## The request
Rewrite the rows below, putting "a single point for each instance" in place of every "one point per instance" and keeping everything else the same.
-- START OF Extracted material --
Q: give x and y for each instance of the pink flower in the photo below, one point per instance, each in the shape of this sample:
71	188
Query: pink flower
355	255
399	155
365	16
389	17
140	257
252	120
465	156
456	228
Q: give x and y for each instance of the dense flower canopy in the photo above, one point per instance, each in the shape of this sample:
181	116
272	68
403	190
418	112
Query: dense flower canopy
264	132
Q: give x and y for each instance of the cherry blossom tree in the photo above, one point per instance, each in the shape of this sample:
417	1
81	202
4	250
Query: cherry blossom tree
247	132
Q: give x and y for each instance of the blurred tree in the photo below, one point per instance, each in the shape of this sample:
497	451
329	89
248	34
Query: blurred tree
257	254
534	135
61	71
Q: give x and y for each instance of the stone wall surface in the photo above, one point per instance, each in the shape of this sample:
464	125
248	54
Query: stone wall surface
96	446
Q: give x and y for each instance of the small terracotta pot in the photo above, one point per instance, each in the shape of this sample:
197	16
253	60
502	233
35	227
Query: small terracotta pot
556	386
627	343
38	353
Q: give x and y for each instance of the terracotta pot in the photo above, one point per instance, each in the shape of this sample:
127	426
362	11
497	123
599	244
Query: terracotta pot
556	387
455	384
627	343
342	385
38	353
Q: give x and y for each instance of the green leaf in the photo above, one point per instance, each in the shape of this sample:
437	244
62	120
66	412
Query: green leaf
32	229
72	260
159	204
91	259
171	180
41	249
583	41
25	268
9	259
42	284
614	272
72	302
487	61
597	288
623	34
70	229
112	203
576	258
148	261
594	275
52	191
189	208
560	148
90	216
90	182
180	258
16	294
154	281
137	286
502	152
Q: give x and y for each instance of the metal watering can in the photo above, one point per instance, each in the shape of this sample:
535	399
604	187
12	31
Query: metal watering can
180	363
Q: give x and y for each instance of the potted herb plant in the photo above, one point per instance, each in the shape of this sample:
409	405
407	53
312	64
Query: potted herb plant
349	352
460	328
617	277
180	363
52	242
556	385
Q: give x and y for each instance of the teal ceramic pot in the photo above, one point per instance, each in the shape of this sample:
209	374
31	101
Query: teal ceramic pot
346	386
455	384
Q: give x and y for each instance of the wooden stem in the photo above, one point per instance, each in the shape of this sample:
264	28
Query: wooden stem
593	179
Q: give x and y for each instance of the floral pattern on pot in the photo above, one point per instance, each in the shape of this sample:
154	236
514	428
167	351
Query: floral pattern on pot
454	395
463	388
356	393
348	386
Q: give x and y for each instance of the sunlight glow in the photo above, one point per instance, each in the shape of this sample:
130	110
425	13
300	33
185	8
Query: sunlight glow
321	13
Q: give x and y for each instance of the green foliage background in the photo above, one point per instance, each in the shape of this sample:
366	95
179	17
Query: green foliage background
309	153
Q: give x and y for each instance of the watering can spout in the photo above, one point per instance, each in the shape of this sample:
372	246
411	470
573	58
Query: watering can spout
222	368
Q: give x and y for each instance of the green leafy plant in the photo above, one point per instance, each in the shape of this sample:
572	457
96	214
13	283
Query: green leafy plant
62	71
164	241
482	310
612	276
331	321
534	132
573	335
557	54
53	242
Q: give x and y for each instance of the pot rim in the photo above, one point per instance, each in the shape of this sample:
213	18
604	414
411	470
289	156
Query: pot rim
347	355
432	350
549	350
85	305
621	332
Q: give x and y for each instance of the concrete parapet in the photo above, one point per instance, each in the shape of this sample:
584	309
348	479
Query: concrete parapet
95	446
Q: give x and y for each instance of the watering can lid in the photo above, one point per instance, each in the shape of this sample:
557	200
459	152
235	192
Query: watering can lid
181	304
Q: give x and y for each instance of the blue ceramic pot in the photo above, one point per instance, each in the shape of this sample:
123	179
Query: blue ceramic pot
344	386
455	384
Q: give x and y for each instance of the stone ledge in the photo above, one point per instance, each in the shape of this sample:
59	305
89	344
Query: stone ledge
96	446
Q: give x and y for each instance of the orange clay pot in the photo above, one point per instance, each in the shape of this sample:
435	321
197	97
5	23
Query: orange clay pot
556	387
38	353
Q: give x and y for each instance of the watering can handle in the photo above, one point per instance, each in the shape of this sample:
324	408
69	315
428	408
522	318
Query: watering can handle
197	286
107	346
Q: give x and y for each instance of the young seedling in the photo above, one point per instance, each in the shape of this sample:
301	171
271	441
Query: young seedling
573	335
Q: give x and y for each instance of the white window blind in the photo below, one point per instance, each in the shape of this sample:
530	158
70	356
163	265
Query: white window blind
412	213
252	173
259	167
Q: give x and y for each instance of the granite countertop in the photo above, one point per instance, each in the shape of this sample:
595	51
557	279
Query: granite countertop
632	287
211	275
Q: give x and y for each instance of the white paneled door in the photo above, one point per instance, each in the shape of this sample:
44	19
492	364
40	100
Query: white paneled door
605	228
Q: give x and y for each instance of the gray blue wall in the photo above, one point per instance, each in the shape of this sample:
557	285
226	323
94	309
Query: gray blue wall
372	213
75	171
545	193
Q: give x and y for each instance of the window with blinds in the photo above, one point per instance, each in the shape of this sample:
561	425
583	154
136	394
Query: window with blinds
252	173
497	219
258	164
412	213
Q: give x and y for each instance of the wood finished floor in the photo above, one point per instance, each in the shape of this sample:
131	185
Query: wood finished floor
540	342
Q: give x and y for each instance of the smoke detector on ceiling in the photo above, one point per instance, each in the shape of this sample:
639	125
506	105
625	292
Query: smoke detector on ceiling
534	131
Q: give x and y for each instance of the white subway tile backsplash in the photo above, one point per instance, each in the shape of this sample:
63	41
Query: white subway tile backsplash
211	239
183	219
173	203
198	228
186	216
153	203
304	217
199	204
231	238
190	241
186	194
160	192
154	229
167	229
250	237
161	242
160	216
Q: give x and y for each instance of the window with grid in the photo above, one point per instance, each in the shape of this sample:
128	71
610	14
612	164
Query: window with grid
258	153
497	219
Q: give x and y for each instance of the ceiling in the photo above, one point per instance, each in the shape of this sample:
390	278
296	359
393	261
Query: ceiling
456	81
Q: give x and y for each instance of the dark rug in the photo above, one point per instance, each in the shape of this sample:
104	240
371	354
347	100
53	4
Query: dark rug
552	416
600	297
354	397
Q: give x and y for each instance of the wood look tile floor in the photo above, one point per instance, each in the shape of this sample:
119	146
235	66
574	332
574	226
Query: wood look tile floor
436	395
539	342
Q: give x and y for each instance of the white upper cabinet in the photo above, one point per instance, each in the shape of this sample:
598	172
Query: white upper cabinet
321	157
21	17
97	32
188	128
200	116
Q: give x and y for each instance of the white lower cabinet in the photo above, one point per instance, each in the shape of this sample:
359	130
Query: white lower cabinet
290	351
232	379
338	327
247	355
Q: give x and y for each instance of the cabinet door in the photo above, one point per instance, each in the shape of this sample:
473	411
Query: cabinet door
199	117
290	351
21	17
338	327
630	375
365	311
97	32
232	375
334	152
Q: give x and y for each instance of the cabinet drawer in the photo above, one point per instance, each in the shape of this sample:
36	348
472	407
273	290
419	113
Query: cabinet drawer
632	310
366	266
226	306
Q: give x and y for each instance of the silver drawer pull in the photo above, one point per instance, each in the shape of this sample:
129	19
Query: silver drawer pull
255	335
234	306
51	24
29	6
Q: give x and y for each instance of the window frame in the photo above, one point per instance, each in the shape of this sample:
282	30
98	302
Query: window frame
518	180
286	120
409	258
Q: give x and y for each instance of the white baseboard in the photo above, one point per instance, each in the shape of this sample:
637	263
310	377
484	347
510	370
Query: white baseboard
-- END OF Extracted material --
## Worked answer
Q: give x and y for each instance of the pink flower in the photo below, a single point for each instance, each in the shape of this sample:
71	188
Query: pink flower
355	255
399	155
365	16
389	17
140	257
252	120
465	156
456	228
Q: give x and y for each instance of the dense flower canopy in the photo above, a single point for each instance, each in the shape of this sample:
181	116
272	68
403	190
418	112
Query: dense flower canopy
264	132
Q: give x and y for each instance of the cherry blossom tree in the photo above, a single point for each instance, each in the shape of this sample:
417	1
81	202
4	250
Query: cherry blossom tree
247	132
Q: give x and y for each instance of the blurred tree in the photo below, a single point for each instance, each in the shape of this sample:
497	451
329	89
248	34
Query: blurred tree
257	254
534	135
61	71
Q: give x and y for each instance of the stone wall surface in the photo above, a single point for each instance, each in the shape of this sample:
464	125
248	54
Query: stone wall surface
96	446
Q: give x and y for each instance of the small terracotta pot in the photo above, a single point for each instance, each in the shape of this sample:
197	16
253	60
502	233
35	227
Query: small terracotta pot
556	386
627	343
38	353
Q: give x and y for each instance of the terracotta pot in the photo above, a single point for each instance, each in the shape of this sample:
127	426
362	11
497	123
599	244
Query: terracotta pot
556	387
455	384
627	343
342	385
38	353
Q: give x and y for each instance of the green leaf in the photo above, a single point for each instance, each in the shape of this sample:
437	244
62	120
66	412
Query: green leaf
32	229
72	260
159	204
91	259
171	180
41	249
583	41
25	268
9	259
42	284
614	272
72	302
487	61
597	288
623	34
70	229
112	203
576	258
148	261
594	275
52	191
189	208
560	148
90	216
90	182
180	258
16	294
154	281
137	286
502	152
Q: give x and y for each instance of the metal watering can in the photo above, a single point for each instance, each in the shape of this sample:
535	399
604	187
12	31
Query: metal watering can
180	363
Q: give x and y for each instance of the potted herb plant in the photo above, a single point for each instance, each in the shape of this sample:
409	405
407	53
312	64
Query: potted herb plant
349	352
460	328
617	277
180	363
52	242
556	385
Q: give x and y for each instance of the teal ceramic pot in the photo above, a single point for each instance, each in the shape of this sample:
209	374
31	101
Query: teal ceramic pot
346	386
455	384
Q: give x and y for each instance of the wooden stem in the photo above, a single point for each instance, each in the shape of this sample:
264	28
Query: wooden stem
593	179
Q: give x and y for each instance of the floral pattern on pot in the photo above, a single point for each instance, each in the shape of this sample:
154	236
514	428
167	351
Query: floral pattern on pot
454	395
463	388
356	393
348	386
Q: give x and y for each instance of the sunlight glow in the photo above, a single point for each instance, each in the shape of this sample:
130	110
425	13
300	33
185	8
Query: sunlight glow
321	13
Q: give x and y for each instance of the green foliage background in the photo above, a single point for each instance, each in the shape of this sample:
366	95
179	17
Query: green foliage background
309	153
Q: give x and y for each instance of the watering can spout in the photo above, a single point for each instance, each in the shape of this sample:
372	246
411	470
573	58
Query: watering can spout
222	368
Q: give x and y for each instance of the green leafy plant in the photo above, a single point for each instance, each in the shape of this sample:
572	457
96	214
13	283
Query: green leafy plant
62	71
164	241
482	310
612	276
331	321
534	132
573	335
557	54
53	242
Q: give x and y for each instance of the pot rim in the photo above, a single point for each instance, each in the shape of this sample:
213	18
604	414
411	470
289	156
Query: pot rim
347	355
432	350
549	350
85	305
621	332
Q: give x and y for each instance of the concrete parapet in the photo above, a single point for each instance, each in the shape of this sample:
584	309
348	479
Query: concrete parapet
95	446
Q: give x and y for each instance of the watering can lid in the photo above, a single point for each instance, each in the shape of this sample:
557	200
459	152
235	192
Query: watering can lid
181	304
Q: give x and y for each instance of the blue ceramic pot in the photo above, a single point for each instance, each in the shape of this sample:
123	179
Query: blue ceramic pot
344	386
455	384
Q: give x and y for each instance of the stone ledge in the photo above, a single point for each instance, each in the shape of this sample:
59	305
89	344
Query: stone ledge
96	446
Q: give x and y for each instance of the orange clay pot in the photo above, a single point for each instance, each in the shape of this sample:
435	321
197	97
5	23
Query: orange clay pot
556	387
38	353
Q: give x and y for each instance of the watering can handle in the photo above, a single point for each instance, each in the shape of this sample:
324	408
69	315
428	408
522	318
Query: watering can handle
197	286
107	346
Q: give x and y for each instance of the young seedling in the photo above, a single point for each instance, each in the shape of this sample:
301	171
271	441
Query: young seedling
573	335
Q: give x and y for each instance of the white window blind in the photo below, a single point for each instance, each in the shape of this sample:
530	158
70	356
163	265
Query: white window blind
412	213
252	173
259	167
Q: give x and y for each instance of the granite countertop in the photo above, a single point for each instance, each in the shape of this sample:
595	51
557	279
Query: granite countertop
632	287
211	275
Q: give x and y for each instance of the white paneled door in the photo above, a single point for each instance, each in the shape of this sample:
44	19
492	364
40	100
Query: white paneled door
605	228
Q: give x and y for each instance of the gray blue wall in the photo above, a single point for each instance, each in the shape of this sample:
557	285
226	323
94	309
Query: gray blue wall
372	213
75	171
545	193
Q: give x and y for each instance of the window with blinds in the photo above, a single point for each instance, each in the shape of this sample:
561	425
583	154
136	394
Query: window with blinds
252	173
497	219
258	164
412	213
Q: give x and y for each instance of the wood finished floor in the photo above, a single point for each instance, each in the shape of this sample:
131	185
Query: wood finished floor
540	342
Q: give x and y for each instance of the smoke detector on ceiling in the photo above, a single point for each instance, each in the shape of this sample:
639	125
506	105
625	292
Query: smoke detector on ceiling
534	131
Q: give x and y for each instance of the white subway tile backsplash in the photo above, a single point for each instance, each in the shape of this sample:
63	41
Query: white subway tile backsplash
211	239
183	219
173	203
198	228
186	216
153	203
304	217
199	204
231	238
190	241
186	194
160	192
154	229
167	229
250	237
161	242
160	216
Q: give x and y for each instance of the window with grid in the photo above, a single point for each instance, each in the shape of this sample:
128	71
610	14
612	164
Query: window with grid
258	153
497	219
Q: give x and y for each instance of the ceiling in the photo above, a single point for each instance, each in the shape of this sample:
390	278
296	359
393	261
Query: ceiling
456	81
Q: give x and y for each instance of the dark rug in the photo above, a single point for each instance, each in the shape of this sample:
104	240
371	354
347	100
53	4
Query: dark rug
552	416
600	297
354	397
Q: give x and y for each instance of the wood look tile floor in the photo above, a single point for each instance, each in the shape of this sample:
119	146
235	66
574	332
574	226
Query: wood look tile floor
436	395
539	342
Q: give x and y for each instance of the white upper cabinet in the photo above, a single point for each instance, each in the shape of this sample:
598	172
Query: white upper cabinet
321	157
21	17
97	32
188	128
200	116
Q: give x and y for each instance of the white lower cabinet in the photo above, a single point for each instance, each in the shape of this sample:
359	130
Query: white lower cabinet
290	351
232	379
338	327
247	355
Q: give x and y for each instance of the cabinet door in the photo above, a single point for each instance, each in the shape of this sample:
473	411
Query: cabinet door
199	117
290	351
21	17
338	327
630	375
365	311
97	32
232	375
334	152
Q: give x and y for each instance of the cabinet drawer in the photo above, a single point for each instance, each in the shape of this sample:
36	348
472	407
273	290
419	113
Query: cabinet drawer
632	310
366	266
226	306
Q: give x and y for each instance of the silver drawer pull in the photo above, a single point for each instance, each in the shape of this sample:
129	19
Query: silver drawer pull
255	335
234	306
51	24
29	6
Q: give x and y for each instance of the window frame in the photo above, a single point for each instance, each in the shape of this sample:
282	30
98	302
Query: window frame
518	180
286	120
409	258
Q: give x and y for each instance of the white baseboard in the photo above, a single point for each instance, each in the shape of this sample:
637	263
310	377
484	347
510	370
Query: white baseboard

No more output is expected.